→ Goal:
Could you copy out the data below, changing each "drill" to "exercise" and keeping everything else the same?

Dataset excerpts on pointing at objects
● ● ●

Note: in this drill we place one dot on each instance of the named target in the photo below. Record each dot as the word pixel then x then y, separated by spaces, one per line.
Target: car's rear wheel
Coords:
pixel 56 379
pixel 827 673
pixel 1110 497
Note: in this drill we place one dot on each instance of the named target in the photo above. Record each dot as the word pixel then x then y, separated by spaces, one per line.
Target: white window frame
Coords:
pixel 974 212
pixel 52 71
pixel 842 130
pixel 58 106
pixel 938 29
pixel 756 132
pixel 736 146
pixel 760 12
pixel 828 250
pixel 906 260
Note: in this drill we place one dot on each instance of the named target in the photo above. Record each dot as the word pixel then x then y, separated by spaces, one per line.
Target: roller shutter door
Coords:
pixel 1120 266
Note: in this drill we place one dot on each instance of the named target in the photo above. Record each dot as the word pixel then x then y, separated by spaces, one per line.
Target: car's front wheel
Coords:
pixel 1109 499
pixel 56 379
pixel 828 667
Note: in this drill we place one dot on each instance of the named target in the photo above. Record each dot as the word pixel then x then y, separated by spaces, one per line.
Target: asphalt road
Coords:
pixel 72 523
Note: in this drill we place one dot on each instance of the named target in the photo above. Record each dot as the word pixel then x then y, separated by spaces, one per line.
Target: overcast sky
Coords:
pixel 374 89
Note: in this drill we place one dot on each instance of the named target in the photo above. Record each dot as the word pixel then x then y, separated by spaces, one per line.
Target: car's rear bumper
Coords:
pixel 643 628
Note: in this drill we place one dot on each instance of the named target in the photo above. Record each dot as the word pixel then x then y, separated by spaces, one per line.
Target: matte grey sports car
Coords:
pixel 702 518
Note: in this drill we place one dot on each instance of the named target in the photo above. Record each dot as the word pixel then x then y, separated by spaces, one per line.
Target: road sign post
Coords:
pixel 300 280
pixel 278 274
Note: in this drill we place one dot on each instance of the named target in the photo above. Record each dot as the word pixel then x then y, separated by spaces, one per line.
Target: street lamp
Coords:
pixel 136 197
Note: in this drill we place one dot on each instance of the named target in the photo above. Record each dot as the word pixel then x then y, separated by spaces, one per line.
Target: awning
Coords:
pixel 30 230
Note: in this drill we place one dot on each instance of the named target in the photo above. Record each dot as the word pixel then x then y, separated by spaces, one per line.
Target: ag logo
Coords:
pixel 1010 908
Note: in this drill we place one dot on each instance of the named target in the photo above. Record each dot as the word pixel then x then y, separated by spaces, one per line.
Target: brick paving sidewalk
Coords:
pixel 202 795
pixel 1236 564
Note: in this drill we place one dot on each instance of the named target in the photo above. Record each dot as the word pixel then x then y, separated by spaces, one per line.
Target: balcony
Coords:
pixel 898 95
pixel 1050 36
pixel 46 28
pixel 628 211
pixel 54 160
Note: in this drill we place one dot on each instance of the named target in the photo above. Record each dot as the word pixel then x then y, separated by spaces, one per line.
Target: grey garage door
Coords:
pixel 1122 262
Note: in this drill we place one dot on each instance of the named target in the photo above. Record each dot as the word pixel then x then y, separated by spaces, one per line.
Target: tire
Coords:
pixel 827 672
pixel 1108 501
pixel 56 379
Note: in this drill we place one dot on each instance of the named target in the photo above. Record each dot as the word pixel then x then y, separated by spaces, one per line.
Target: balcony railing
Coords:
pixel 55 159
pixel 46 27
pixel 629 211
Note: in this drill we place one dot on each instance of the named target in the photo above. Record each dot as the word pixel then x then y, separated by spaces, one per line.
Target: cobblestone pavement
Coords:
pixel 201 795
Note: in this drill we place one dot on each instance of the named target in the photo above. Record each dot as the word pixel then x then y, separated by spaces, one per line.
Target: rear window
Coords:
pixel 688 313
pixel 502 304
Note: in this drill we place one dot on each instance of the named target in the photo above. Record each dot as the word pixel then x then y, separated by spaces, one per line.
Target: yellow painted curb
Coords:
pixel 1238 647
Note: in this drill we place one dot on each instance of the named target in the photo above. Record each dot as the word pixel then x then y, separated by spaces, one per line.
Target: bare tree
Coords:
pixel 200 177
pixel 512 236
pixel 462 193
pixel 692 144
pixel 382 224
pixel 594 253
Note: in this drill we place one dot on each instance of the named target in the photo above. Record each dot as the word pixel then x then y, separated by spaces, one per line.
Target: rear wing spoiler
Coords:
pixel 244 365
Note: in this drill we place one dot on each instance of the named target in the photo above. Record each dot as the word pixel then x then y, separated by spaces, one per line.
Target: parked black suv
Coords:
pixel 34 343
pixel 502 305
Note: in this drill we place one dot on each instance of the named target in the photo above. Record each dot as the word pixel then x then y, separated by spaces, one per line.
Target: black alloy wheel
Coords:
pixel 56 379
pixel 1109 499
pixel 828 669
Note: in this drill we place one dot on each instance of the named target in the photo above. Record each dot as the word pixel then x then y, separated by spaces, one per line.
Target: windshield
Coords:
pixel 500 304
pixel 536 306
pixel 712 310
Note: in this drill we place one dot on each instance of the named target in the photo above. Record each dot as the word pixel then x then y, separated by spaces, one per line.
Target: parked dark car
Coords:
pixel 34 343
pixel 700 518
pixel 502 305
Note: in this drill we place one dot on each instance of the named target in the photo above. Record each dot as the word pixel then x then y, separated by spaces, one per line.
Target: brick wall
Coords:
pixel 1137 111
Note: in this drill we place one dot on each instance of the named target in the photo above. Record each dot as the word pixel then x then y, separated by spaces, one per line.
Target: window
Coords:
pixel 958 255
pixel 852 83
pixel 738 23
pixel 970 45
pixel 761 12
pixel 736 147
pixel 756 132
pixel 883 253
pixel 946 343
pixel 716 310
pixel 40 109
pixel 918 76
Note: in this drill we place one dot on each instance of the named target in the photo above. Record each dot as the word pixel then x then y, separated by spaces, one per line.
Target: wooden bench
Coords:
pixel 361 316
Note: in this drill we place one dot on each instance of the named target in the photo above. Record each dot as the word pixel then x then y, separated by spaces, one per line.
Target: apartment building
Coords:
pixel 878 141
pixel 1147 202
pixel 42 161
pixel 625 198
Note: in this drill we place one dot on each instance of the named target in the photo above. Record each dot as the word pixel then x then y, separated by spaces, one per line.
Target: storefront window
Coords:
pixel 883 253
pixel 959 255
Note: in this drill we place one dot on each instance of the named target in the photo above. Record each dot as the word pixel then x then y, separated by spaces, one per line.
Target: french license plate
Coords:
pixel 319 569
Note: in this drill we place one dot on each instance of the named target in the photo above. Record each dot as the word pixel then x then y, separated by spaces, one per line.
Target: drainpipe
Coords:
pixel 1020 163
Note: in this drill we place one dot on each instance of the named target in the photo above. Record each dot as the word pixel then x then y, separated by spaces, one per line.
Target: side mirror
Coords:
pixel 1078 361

● ● ●

→ Task solution:
Note: in this exercise we place one dot on each instance of the named target in the photo below. Record each dot as the word pixel then x then y, separated by spaces, one per line.
Target: car's rear wheel
Coords:
pixel 56 379
pixel 827 673
pixel 1110 497
Note: in this exercise we place one dot on each instance of the named target in the photo above. Record each dot as the word pixel then x then y, separated by spaces, one per line.
Target: white window frame
Coords:
pixel 974 212
pixel 52 71
pixel 842 130
pixel 58 106
pixel 938 29
pixel 756 132
pixel 736 146
pixel 760 12
pixel 828 250
pixel 906 260
Note: in this exercise we place one dot on each instance of the named target in the photo above. Record each dot as the word pixel then x then y, separated by spaces, one per line.
Target: roller shutter door
Coords:
pixel 1120 266
Note: in this exercise we place one dot on each instance of the named target in the photo above. Record each dot as the word pixel then x then y, separated by spaces, one per line.
Target: car's front wheel
Coords:
pixel 1109 499
pixel 56 379
pixel 828 667
Note: in this exercise we place one dot on each instance of the named target in the photo above. Record each dot as the word pixel then x then y, separated by spaces, one per line.
Target: asphalt road
Coords:
pixel 72 523
Note: in this exercise we place one dot on each instance of the named target in the photo above. Record each dot as the word pixel then x then y, separated by spaces, one per line.
Target: overcast sky
Coords:
pixel 374 89
Note: in this exercise we place one dot on each instance of the named target in the photo above. Record each dot as the word pixel then x then y, separated by spaces, one per line.
Target: car's rear bumper
Coords:
pixel 643 628
Note: in this exercise we place one dot on each instance of the named target in the photo above. Record each dot as the word pixel then x then y, separated by spaces, one per line.
Target: matte grey sports car
Coords:
pixel 702 518
Note: in this exercise we place one dot on each instance of the named target in the photo above. Record each dot as the word pixel then x then y, separated by spaces, one per line.
Target: road sign post
Coords:
pixel 300 280
pixel 278 274
Note: in this exercise we place one dot on each instance of the named target in the photo above. Record each dot as the word pixel then x then y, separated by spaces, one per line.
Target: street lamp
Coords:
pixel 136 197
Note: in this exercise we place one dot on each instance of the named target in the photo above. Record each dot as the word pixel then x then y, separated by spaces, one per line.
Target: awning
Coords:
pixel 30 230
Note: in this exercise we place one dot on each instance of the named target in the photo above. Record each dot as the word pixel then x then y, separated by spaces, one per line.
Target: ag logo
Coords:
pixel 1010 908
Note: in this exercise we place one dot on each instance of the named target in the photo above. Record each dot as the word pixel then x then y, separated by spaces, one per line.
Target: brick paving sidewalk
Coords:
pixel 202 795
pixel 1236 564
Note: in this exercise we place one dot on each instance of the named target in the photo above. Record each dot as the word pixel then x then y, separated by spaces, one per line.
Target: balcony
Coords:
pixel 898 95
pixel 1050 36
pixel 46 28
pixel 628 211
pixel 54 160
Note: in this exercise we place one dot on each instance of the named target in the photo above. Record each dot as the word pixel then x then y, separated by spaces, one per line.
Target: grey garage door
Coords:
pixel 1122 262
Note: in this exercise we place one dot on each instance of the named target in the photo above. Record each dot as the word pixel then x then y, separated by spaces, one per line.
Target: tire
Coords:
pixel 827 672
pixel 1108 501
pixel 56 379
Note: in this exercise we place one dot on each instance of the named target in the photo above. Record each dot as the word pixel then x then y, separated by spaces, one per line.
Target: balcony railing
Coords:
pixel 55 159
pixel 46 27
pixel 629 211
Note: in this exercise we place one dot on each instance of the named target in the photo above. Record each dot as the word pixel then x then y, separated by spaces, one per line.
Target: cobblestone pavement
Coords:
pixel 201 795
Note: in this exercise we place one dot on each instance of the named target in the photo above. Record each dot as the word pixel then x then y, separated by spaces, one per line.
Target: rear window
Coords:
pixel 688 313
pixel 502 304
Note: in this exercise we place one dot on each instance of the named target in the photo above. Record each dot as the word pixel then x then y, separated by spaces, one per line.
Target: yellow painted curb
Coords:
pixel 1238 647
Note: in this exercise we place one dot on each instance of the named target in the photo above. Record each dot as the word pixel then x then y, separated by spaces, one per line.
Target: bare tree
Coords:
pixel 200 177
pixel 512 236
pixel 462 193
pixel 692 144
pixel 382 224
pixel 594 253
Note: in this exercise we place one dot on each instance of the named target in the photo above. Record each dot as the word pixel then x then y, separated by spaces, one per line.
Target: rear wing spoiler
Coords:
pixel 244 365
Note: in this exercise we place one dot on each instance of the named target in the photo above. Record each dot as the word pixel then x then y, separated by spaces, one per line.
Target: parked black suv
Coords:
pixel 34 343
pixel 502 305
Note: in this exercise we place one dot on each instance of the named target in the photo above. Record each dot as the word pixel then x then y, separated by spaces, one per line.
Target: black alloy wheel
Coords:
pixel 56 379
pixel 1109 499
pixel 828 669
Note: in this exercise we place one dot on each instance of the named target in the photo above. Record each dot as the word pixel then x then y, separated by spaces, one per line.
Target: windshield
Coords:
pixel 500 304
pixel 536 306
pixel 712 310
Note: in this exercise we place one dot on each instance of the named target in the photo above. Record each dot as the word pixel then x then y, separated by spaces, one per line.
Target: parked dark car
Coords:
pixel 34 343
pixel 700 518
pixel 502 305
Note: in this exercise we place one dot on each instance of the named target in the photo above. Record each dot as the word pixel then x then y, separated by spaces, one per line.
Target: brick wall
Coords:
pixel 1137 111
Note: in this exercise we place one dot on each instance of the named target in the photo above. Record each dot as the word pixel then x then y, separated by spaces, one per line.
Target: window
Coords:
pixel 958 255
pixel 852 83
pixel 738 23
pixel 970 45
pixel 761 12
pixel 736 147
pixel 756 132
pixel 883 253
pixel 946 343
pixel 716 310
pixel 40 109
pixel 918 76
Note: in this exercise we place one dot on each instance of the named target in the photo above. Record each dot as the word pixel then x then y, separated by spaces, one per line.
Target: wooden bench
Coords:
pixel 361 316
Note: in this exercise we place one dot on each instance of the named target in the photo above. Record each dot as the word pixel then x then y, separated by spaces, one per line.
Target: apartment building
Coords:
pixel 878 141
pixel 1147 202
pixel 42 161
pixel 625 198
Note: in this exercise we place one dot on each instance of the named target in the photo above. Record each dot as the word pixel then x then y, separated by spaces, one per line.
Target: storefront window
Coords:
pixel 883 253
pixel 959 255
Note: in this exercise we place one dot on each instance of the named target in the photo above. Record each dot as the word pixel then x then y, separated by spaces, one per line.
Target: french license plate
Coords:
pixel 319 569
Note: in this exercise we place one dot on each instance of the named target in the photo above. Record each dot as the word pixel then x then y, separated by spaces, one per line.
Target: drainpipe
Coords:
pixel 1020 163
Note: in this exercise we place one dot on each instance of the named target in the photo above. Record each dot as the word pixel then x then y, separated by spaces, one per line.
Target: side mirror
Coords:
pixel 1078 361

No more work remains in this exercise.